ARTICLE
Question Number 131079 by mathlove last updated on 01/Feb/21
$$\underset{{h}\rightarrow\mathrm{0}} {\mathrm{lim}}\frac{{e}^{\mathrm{2}\sqrt{\mathrm{2}}{x}} {e}^{\mathrm{2}\sqrt{\mathrm{2}}{h}} −{e}^{\mathrm{2}\sqrt{\mathrm{2}}{x}} }{{h}}=? \\ $$
Commented by EDWIN88 last updated on 01/Feb/21
$$\underset{{h}\rightarrow\mathrm{0}} {\mathrm{lim}}\:\frac{{e}^{\mathrm{2}\sqrt{\mathrm{2}}\:\left({x}+{h}\right)} −{e}^{\mathrm{2}\sqrt{\mathrm{2}}\:{x}} }{{h}}\:=\:{f}\:'\left({x}\right) \\ $$$${where}\:{f}\left({x}\right)\:=\:{e}^{\mathrm{2}\sqrt{\mathrm{2}}\:{x}} \\ $$$$\:{let}\:{y}\:=\:{e}^{\mathrm{2}\sqrt{\mathrm{2}}\:{x}} \:\Rightarrow\mathrm{ln}\:\left({y}\right)=\:\mathrm{2}\sqrt{\mathrm{2}}\:{x} \\ $$$$\:\frac{{y}'}{{y}}\:=\:\mathrm{2}\sqrt{\mathrm{2}}\:\Rightarrow{y}'\:=\:\mathrm{2}\sqrt{\mathrm{2}}\:{e}^{\mathrm{2}\sqrt{\mathrm{2}}\:{x}} \\ $$$${so}\:\underset{{h}\rightarrow\mathrm{0}} {\mathrm{lim}}\:\frac{{e}^{\mathrm{2}\sqrt{\mathrm{2}}\:\left({x}+{h}\right)} −{e}^{\mathrm{2}\sqrt{\mathrm{2}}\:{x}} }{{h}}\:=\:\mathrm{2}\sqrt{\mathrm{2}}\:{e}^{\mathrm{2}\sqrt{\mathrm{2}}\:{x}} \\ $$$$ \\ $$
Answered by EDWIN88 last updated on 01/Feb/21
$${e}^{\mathrm{2}\sqrt{\mathrm{2}}\:{x}} \:×\:\underset{{h}\rightarrow\mathrm{0}\:} {\mathrm{lim}}\frac{{e}^{\mathrm{2}\sqrt{\mathrm{2}}\:{h}} −\mathrm{1}}{{h}} \\ $$
Commented by mathlove last updated on 01/Feb/21
$${and} \\ $$$$\underset{{h}\rightarrow\mathrm{0}} {\mathrm{lim}}\frac{{e}^{\mathrm{2}\sqrt{\mathrm{2}}{h}} −\mathrm{1}}{{h}}=? \\ $$
Commented by Dwaipayan Shikari last updated on 01/Feb/21
$$\underset{{x}\rightarrow\mathrm{0}} {\mathrm{lim}}\frac{{e}^{\mathrm{2}\sqrt{\mathrm{2}}{x}} −\mathrm{1}}{{x}}=\frac{\mathrm{1}+\mathrm{2}\sqrt{\mathrm{2}}{x}−\mathrm{1}}{{x}}=\mathrm{2}\sqrt{\mathrm{2}}\:\:\:\:\:\:\underset{{x}\rightarrow\mathrm{0}} {\mathrm{lim}}{e}^{{x}} =\mathrm{1}+{x} \\ $$

PROVIDED DATA
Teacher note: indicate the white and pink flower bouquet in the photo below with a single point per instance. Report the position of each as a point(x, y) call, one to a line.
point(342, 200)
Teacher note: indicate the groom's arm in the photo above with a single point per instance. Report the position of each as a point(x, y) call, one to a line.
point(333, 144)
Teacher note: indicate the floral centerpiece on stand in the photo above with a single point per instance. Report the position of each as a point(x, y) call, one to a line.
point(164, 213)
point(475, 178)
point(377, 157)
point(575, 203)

--

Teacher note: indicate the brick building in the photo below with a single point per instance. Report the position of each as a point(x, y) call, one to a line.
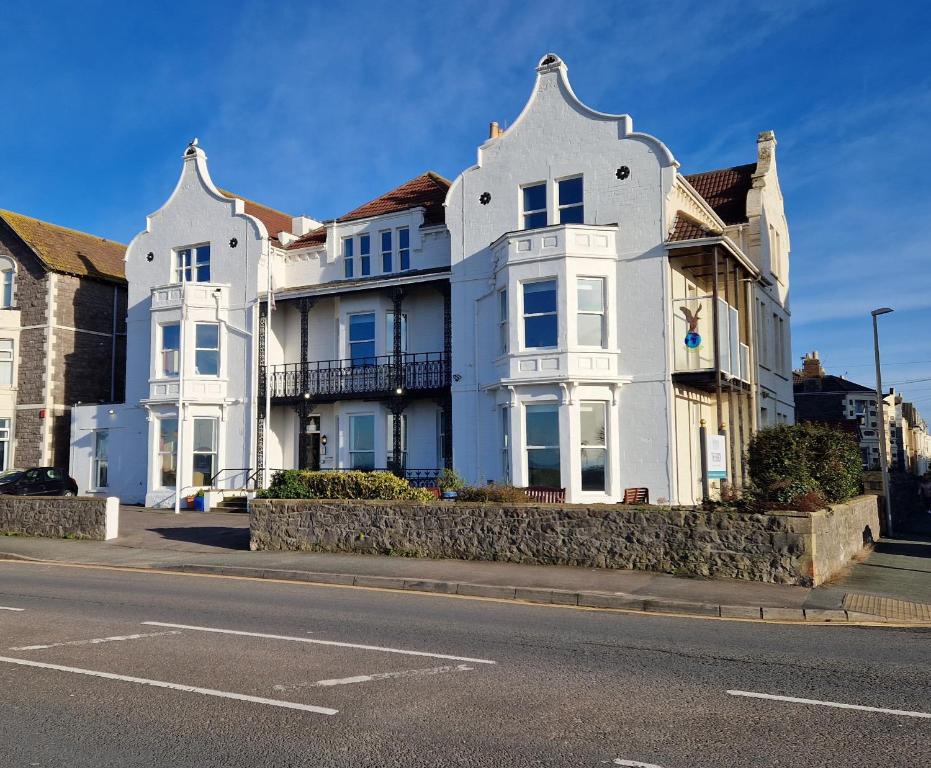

...

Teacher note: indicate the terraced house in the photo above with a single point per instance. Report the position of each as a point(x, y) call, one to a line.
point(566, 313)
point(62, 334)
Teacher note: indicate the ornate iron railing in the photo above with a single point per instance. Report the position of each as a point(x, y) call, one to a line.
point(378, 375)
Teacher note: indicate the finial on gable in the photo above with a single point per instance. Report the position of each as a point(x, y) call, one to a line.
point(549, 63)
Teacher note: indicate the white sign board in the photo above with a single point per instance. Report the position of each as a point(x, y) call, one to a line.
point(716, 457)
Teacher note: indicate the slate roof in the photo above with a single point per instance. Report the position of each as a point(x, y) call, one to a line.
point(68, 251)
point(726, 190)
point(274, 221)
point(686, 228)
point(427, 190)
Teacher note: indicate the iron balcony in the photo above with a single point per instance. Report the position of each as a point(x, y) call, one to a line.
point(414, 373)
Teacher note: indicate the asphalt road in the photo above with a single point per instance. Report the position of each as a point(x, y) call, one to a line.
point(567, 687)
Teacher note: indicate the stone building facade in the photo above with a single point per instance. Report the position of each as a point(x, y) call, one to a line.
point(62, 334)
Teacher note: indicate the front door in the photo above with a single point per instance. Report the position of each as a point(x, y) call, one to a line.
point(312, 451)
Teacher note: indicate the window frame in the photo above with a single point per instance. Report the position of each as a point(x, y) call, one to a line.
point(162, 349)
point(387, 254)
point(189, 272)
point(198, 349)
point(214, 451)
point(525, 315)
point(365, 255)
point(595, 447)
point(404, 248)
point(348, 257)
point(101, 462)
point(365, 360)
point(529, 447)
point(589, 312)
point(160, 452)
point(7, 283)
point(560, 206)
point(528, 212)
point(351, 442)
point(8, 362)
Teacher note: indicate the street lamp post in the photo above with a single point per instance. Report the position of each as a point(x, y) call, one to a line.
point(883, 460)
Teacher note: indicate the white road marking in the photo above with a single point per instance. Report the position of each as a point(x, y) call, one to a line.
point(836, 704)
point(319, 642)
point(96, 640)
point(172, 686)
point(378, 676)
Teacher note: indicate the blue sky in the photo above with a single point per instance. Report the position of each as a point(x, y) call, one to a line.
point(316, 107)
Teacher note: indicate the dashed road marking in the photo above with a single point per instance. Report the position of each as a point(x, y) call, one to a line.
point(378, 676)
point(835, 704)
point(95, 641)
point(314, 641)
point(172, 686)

WORK REQUIRED
Answer these questions about the limit thread:
1. Which user posted the original question?
2. In EDWIN88's first comment, what function is f(x)?
3. What value does Dwaipayan Shikari give for the limit of (e^(2√2 x) − 1)/x as x approaches 0?

ANSWER TO THIS EXERCISE
1. mathlove
2. f(x) = e^(2√2 x)
3. 2√2